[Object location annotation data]

────

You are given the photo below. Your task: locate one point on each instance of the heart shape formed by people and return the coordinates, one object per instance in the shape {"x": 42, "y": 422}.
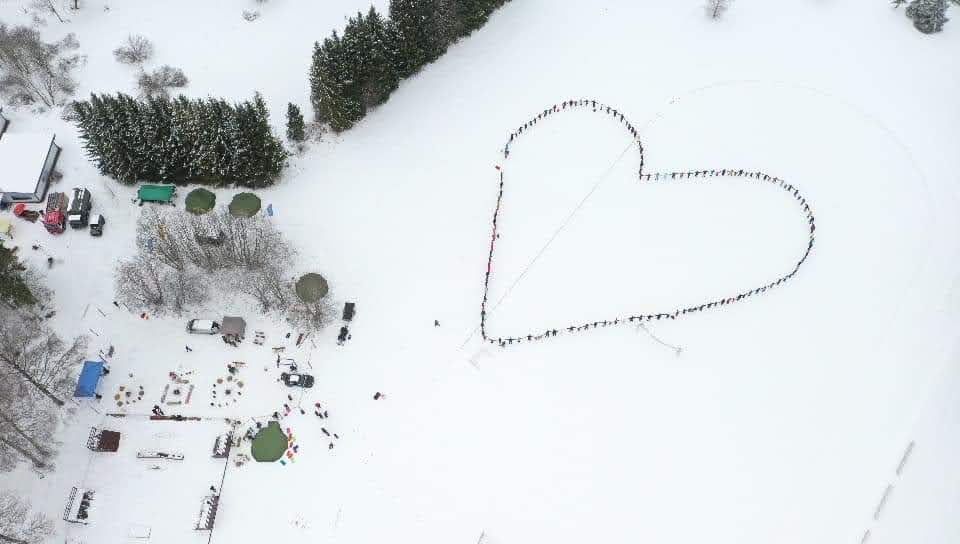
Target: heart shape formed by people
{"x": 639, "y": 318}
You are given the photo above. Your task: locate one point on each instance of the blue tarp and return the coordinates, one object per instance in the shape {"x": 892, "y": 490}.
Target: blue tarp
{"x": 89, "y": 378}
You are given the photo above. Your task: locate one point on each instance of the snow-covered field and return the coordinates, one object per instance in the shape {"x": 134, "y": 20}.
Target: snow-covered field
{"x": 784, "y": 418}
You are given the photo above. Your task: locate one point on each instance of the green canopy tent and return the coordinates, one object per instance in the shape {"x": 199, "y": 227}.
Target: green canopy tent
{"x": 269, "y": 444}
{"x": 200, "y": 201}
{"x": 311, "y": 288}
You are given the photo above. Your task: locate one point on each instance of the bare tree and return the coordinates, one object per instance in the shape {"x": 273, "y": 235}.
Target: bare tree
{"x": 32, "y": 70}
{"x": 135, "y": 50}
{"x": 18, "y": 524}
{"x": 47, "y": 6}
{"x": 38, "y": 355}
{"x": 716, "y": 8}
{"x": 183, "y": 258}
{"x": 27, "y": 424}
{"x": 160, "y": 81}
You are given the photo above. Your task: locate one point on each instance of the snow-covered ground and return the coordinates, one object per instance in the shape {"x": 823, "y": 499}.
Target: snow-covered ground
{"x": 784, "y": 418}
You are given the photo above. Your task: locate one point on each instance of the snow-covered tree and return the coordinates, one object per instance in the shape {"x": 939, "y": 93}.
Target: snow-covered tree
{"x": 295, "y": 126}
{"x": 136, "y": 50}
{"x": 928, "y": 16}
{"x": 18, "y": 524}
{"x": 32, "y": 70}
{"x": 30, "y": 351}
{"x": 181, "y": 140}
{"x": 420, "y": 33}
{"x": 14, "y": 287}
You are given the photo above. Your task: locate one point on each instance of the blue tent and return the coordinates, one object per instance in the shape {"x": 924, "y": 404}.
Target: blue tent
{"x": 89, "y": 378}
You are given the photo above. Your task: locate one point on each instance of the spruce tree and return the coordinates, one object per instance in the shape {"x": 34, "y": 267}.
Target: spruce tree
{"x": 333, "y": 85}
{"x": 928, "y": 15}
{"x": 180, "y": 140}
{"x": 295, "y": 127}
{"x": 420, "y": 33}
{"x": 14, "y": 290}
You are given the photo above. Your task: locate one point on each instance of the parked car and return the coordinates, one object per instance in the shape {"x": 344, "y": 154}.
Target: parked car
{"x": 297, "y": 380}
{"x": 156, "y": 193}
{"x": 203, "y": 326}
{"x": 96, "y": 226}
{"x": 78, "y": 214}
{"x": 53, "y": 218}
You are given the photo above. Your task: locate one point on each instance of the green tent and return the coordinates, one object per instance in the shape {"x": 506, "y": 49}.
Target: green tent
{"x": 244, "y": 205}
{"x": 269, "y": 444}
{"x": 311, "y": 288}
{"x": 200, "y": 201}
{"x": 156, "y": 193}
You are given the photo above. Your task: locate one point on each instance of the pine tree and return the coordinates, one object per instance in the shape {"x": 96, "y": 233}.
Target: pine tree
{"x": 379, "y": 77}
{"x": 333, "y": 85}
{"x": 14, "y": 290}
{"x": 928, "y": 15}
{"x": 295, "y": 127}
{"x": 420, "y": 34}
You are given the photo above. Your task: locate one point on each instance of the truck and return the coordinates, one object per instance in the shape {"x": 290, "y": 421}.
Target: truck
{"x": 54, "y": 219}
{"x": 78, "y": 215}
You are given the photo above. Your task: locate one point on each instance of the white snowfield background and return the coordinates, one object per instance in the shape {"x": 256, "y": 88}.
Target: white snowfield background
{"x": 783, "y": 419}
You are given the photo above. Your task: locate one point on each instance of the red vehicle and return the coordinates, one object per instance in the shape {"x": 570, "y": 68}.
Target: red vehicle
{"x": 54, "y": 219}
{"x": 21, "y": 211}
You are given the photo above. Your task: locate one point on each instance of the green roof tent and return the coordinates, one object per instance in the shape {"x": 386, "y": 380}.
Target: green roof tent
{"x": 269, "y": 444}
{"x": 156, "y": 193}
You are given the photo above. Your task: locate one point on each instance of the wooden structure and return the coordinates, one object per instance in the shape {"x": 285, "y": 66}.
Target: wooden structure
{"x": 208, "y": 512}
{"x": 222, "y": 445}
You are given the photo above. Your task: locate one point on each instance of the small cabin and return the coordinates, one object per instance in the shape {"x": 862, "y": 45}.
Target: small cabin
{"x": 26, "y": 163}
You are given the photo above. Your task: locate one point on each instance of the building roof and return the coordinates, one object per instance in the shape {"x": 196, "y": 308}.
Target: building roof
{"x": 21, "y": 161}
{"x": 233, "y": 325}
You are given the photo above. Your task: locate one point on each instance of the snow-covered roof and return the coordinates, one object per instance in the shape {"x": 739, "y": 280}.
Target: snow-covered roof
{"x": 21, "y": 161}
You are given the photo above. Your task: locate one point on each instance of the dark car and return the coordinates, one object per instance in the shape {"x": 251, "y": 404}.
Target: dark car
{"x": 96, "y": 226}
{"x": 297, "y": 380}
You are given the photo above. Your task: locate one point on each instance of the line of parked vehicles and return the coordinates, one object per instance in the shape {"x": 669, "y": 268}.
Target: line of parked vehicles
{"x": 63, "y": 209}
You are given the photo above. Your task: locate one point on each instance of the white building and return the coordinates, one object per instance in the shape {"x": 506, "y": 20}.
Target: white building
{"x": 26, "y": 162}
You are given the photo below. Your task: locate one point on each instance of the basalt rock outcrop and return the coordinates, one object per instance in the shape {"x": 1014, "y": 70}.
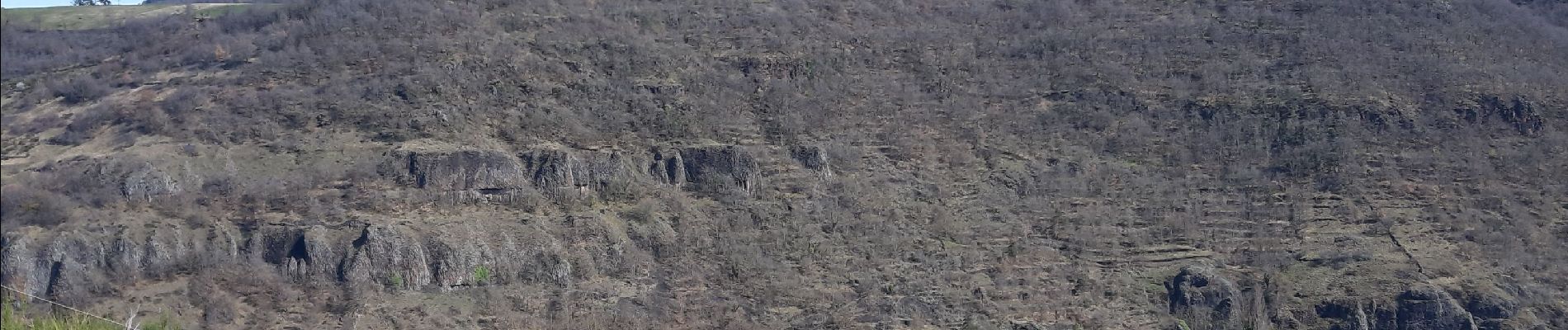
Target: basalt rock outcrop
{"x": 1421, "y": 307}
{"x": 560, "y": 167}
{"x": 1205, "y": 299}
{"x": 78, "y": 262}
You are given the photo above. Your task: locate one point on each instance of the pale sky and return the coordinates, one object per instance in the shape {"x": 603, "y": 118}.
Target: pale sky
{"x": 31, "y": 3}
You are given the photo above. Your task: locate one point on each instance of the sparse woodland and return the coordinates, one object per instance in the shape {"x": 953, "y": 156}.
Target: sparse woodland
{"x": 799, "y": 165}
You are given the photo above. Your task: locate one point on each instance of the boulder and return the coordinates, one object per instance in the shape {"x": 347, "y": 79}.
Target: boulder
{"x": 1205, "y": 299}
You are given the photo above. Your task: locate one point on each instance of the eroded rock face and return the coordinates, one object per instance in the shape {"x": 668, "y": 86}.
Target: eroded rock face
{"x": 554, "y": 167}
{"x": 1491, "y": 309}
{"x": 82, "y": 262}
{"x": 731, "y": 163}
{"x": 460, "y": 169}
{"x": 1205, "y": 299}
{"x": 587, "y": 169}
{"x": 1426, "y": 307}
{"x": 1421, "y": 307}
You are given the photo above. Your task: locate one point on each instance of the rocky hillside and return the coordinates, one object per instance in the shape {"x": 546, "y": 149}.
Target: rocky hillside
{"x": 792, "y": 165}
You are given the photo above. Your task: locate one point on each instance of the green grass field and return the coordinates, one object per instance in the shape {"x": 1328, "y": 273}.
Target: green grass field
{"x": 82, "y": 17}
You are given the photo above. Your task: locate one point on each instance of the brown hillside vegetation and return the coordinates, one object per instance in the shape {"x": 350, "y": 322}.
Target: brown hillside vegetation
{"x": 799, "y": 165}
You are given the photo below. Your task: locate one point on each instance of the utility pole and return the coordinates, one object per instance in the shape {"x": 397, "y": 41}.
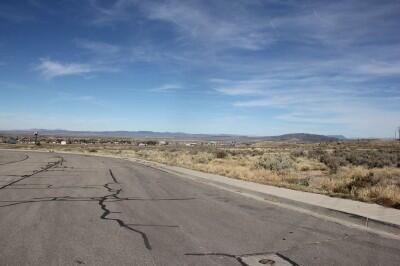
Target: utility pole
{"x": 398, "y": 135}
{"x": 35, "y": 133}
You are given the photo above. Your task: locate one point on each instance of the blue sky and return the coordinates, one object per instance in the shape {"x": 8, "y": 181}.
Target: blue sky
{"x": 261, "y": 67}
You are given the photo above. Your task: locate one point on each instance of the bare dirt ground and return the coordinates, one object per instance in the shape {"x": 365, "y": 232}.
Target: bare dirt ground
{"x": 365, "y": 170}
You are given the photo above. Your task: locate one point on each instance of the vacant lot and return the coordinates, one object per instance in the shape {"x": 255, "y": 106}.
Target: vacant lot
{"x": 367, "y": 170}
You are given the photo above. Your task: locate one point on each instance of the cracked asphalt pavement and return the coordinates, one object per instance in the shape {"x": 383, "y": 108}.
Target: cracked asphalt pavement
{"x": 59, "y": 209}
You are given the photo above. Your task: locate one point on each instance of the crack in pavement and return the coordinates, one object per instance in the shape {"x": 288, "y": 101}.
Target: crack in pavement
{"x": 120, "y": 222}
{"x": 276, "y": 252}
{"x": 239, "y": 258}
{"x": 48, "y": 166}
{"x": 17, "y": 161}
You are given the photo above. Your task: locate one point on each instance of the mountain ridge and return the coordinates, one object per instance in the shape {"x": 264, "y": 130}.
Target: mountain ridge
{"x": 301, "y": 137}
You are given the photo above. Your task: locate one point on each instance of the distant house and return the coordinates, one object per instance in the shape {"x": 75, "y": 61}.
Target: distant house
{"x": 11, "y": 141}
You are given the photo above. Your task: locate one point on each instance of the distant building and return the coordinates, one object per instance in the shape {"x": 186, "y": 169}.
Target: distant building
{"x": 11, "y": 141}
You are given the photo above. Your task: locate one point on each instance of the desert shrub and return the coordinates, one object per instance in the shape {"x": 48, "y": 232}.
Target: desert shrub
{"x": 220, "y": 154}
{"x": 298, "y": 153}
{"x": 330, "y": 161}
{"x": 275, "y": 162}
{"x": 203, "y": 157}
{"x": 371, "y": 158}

────

Problem requirements -> Rename "desert shrub" to "desert bush" in everything from the line containing "of the desert" down to the end of the listing, and reproduce those lines with nothing else changed.

Exercise result ->
You are given the photo above. Your task: locate one point on each instance of the desert bush and return the coordinates, one object per instance in the shape {"x": 48, "y": 232}.
Target: desert bush
{"x": 220, "y": 154}
{"x": 298, "y": 153}
{"x": 330, "y": 161}
{"x": 275, "y": 162}
{"x": 203, "y": 157}
{"x": 371, "y": 158}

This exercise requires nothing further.